── Given records
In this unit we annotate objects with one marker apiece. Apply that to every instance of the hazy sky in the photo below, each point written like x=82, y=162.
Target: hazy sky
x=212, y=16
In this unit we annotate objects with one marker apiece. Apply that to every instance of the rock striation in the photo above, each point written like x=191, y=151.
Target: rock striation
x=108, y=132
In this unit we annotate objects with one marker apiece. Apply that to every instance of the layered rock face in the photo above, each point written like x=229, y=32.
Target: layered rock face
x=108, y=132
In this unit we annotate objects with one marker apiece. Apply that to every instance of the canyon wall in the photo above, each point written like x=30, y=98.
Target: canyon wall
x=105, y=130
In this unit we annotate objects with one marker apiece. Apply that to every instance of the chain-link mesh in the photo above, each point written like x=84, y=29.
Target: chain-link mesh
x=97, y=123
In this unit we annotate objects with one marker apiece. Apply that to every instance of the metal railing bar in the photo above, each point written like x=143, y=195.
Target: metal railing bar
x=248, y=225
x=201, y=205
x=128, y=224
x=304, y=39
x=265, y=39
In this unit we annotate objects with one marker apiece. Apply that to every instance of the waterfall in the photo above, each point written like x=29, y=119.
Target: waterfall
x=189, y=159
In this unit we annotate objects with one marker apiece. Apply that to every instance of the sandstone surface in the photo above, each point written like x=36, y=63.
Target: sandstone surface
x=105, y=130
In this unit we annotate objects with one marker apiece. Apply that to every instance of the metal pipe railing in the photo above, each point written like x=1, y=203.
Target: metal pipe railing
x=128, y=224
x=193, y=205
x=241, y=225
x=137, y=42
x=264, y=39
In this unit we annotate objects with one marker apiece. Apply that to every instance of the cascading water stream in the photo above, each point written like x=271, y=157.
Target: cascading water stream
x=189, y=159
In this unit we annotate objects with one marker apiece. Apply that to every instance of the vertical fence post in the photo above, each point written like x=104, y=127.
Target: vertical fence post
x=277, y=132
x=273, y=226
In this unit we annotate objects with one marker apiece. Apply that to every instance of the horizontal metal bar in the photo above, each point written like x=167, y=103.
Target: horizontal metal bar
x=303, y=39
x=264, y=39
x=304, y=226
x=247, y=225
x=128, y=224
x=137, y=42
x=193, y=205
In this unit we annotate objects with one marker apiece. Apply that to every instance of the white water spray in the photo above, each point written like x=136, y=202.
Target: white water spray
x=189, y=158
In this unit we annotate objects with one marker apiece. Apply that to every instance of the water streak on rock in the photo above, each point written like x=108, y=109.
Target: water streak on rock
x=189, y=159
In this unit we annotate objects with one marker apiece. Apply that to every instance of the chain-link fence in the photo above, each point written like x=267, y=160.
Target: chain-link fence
────
Please retype all of the lines above without changing a single character.

#### The response:
In this unit we annotate objects with one marker apiece. Apply that to every instance of the hazy sky in the photo below, each point written like x=82, y=162.
Target: hazy sky
x=212, y=16
In this unit we annotate objects with one marker apiece. Apply that to every instance of the rock striation in the photo above, each point written like x=191, y=151.
Target: rock striation
x=108, y=132
In this unit we annotate objects with one marker apiece. Apply that to every instance of the layered rock face in the photo above, each point written like x=229, y=32.
Target: layered rock face
x=108, y=132
In this unit we annotate objects with one marker apiece. Apply that to every instance of the canyon wall in the photo above, each point written like x=30, y=98.
Target: canyon wall
x=105, y=130
In this unit we annotate objects with one marker apiece. Apply that to every instance of the chain-link mesh in the photo above, each point written like x=84, y=29.
Target: chain-link mesh
x=97, y=123
In this unit we annotate objects with one marker apiece. Apply that to every instance of the metal railing bar in the photo above, each point written like x=143, y=195.
Target: metal railing bar
x=248, y=225
x=201, y=205
x=128, y=224
x=304, y=39
x=265, y=39
In this unit we annotate objects with one marker apiece. Apply that to every instance of the waterfall in the photo above, each point written like x=29, y=119.
Target: waterfall
x=189, y=159
In this unit we annotate objects with one marker apiece. Apply that to every instance of the sandstone surface in the photo above, each point written like x=36, y=63.
Target: sandstone surface
x=105, y=130
In this unit we annotate objects with one marker apiece. Apply that to every instance of the metal pipe railing in the photo above, each point written like x=1, y=203.
Target: metal pipe railing
x=128, y=224
x=193, y=205
x=241, y=225
x=137, y=42
x=264, y=39
In this unit we annotate objects with one marker apiece. Apply that to every instance of the cascading water stream in the photo above, each point written like x=271, y=157.
Target: cascading water stream
x=189, y=159
In this unit we annotate objects with one marker apiece. Apply that to every instance of the vertical fence post in the photo above, each point written like x=104, y=127.
Target: vertical fence post
x=277, y=132
x=273, y=226
In this unit we annotate objects with one marker apiece. Apply that to every instance of the horizontal metal bar in the photo above, each point written like x=167, y=103.
Target: horizontal metal bar
x=303, y=39
x=264, y=39
x=304, y=226
x=247, y=225
x=128, y=224
x=137, y=42
x=193, y=205
In this unit we annotate objects with one marker apiece. Apply that to every instance of the white water spray in the photo above, each point written like x=136, y=202.
Target: white water spray
x=189, y=158
In this unit we annotate objects with one marker apiece. Apply that to every instance of the water streak on rock in the photo above, each point written like x=108, y=109.
Target: water streak on rock
x=189, y=159
In this unit we annotate objects with one marker apiece. Apply that to every instance of the chain-link fence in the photo above, each point written like x=267, y=160.
Target: chain-link fence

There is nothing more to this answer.